課題一覧:
1. 本文の内容について、次の問いに答えてください。
(a) 本日の走行距離は何㎞か。
(b) 黒之瀬戸大橋を渡るとどこに着くか。
(c) イエズス会の人たちが天草へやって来たのは何年か。
2. 本文のうち、「1582年には九州生まれの4人の少年が遣欧使節としてヨーロッパへ行ったそうですよ」で始まり「グーテンベルグ式の活版印刷機(レプリカ)」までの部分を一字一句違えずに書き写すこと。

### ページ本文

棚田を後に急勾配の道を下って原城跡へ行きます
ここは島原の乱で天草四郎と蜂起した人々が最後まで立て籠ったところです
土塁と石垣の一部しか残っていません

雲仙の火砕流の恐ろしさに認識を新たにしました

本日の走行距離:84㎞

2018年4月12日木曜日

黒旅(7)-2 川内港⇒天草町大江



民宿の奥さんが言っていたとおり阿久根までの国道はいただけませんでした
歩道がないのみならず通勤ラッシュで交通量が増して皆さん運転が殺気だっています
ガードレールの向こうは東シナ海からの波が磯を洗っています

阿久根から自動車地獄とおさらばしてのんびりした海沿いの道を行きます
打って変わった平和な沿道風景です
淡いベージュ色の砂浜に打ち寄せる波の向こうにみずみずしい若緑の岬が浮かんでいます

黒之瀬戸大橋を渡ると長島です

再び国道になりました
交通量は減ったのですが国道の設計には自転車のことが全く念頭にないようです

急なアップダウンが続いたあと蔵之元港に着きました
待っていたフェリーに飛び乗り

半時間の航海で天草最南端の牛深に着きました

牛深から再び自転車に跨って峠のトンネルを抜けて河浦という町に出ました
街角の案内板に天草コレジヨ館というのがあったので行ってみることにしました
コレジヨとは宣教師育成のための高等教育機関です
ラテン語、ポルトガル語、哲学、倫理学、文学、音楽などが教えられていました
天草コレジヨ館
中に入ると男性の係の方が待ってましたとばかりに迎えてくれました
その方が説明をしてくれるそうです
「お時間はどれくらいありますか」というので「たくさんあります」と答えました
とても親切な人で30分以上も天草のキリスト教の伝来と繁栄について教えてくれました

キリスト教がどのように伝来し繁栄していったのかはとても興味深いことです
イエズス会の人たちが船に乗ってポルトガルからやって来たのですね
天草へやって来たのは1566年だそうですよ
ポルトガル船
そうして布教をはじめると多くの島民がキリスト教に改宗したそうですよ
最盛期には島民の8割がキリスト教の信者になったそうですよ

1582年には九州生まれの4人の少年が遣欧使節としてヨーロッパへ行ったそうですよ
その目的はイエズス会に対して日本布教の援助を教皇や国王からとりつけること
そして使節にヨーロッパキリスト教世界がいかに優れて繁栄しているか見せるためです
彼らは行った先々で大歓迎を受けローマ教皇やスペイン国王にも謁見したそうですよ
奥の写真に写っているのが4人の使節と引率したイエズス会の司祭です
使節は西洋の世界最先端の文物を天草のコレジヨに持ち帰りました
この印刷機を使い日本で最初の活版印刷本がつくられたのですよ
グーテンベルグ式の活版印刷機(レプリカ)

######
### データ抜粋

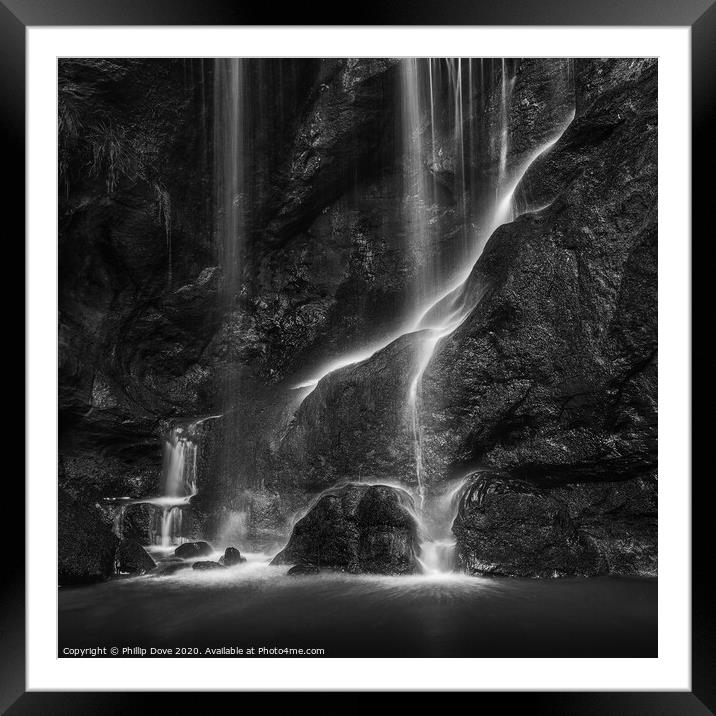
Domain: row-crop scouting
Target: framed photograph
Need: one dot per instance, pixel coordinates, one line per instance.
(343, 366)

######

課題の解答:
1.
(a) 84㎞
(b) 長島
(c) 1566年

2.
1582年には九州生まれの4人の少年が遣欧使節としてヨーロッパへ行ったそうですよ
その目的はイエズス会に対して日本布教の援助を教皇や国王からとりつけること
そして使節にヨーロッパキリスト教世界がいかに優れて繁栄しているか見せるためです
彼らは行った先々で大歓迎を受けローマ教皇やスペイン国王にも謁見したそうですよ
奥の写真に写っているのが4人の使節と引率したイエズス会の司祭です
使節は西洋の世界最先端の文物を天草のコレジヨに持ち帰りました
この印刷機を使い日本で最初の活版印刷本がつくられたのですよ
グーテンベルグ式の活版印刷機(レプリカ)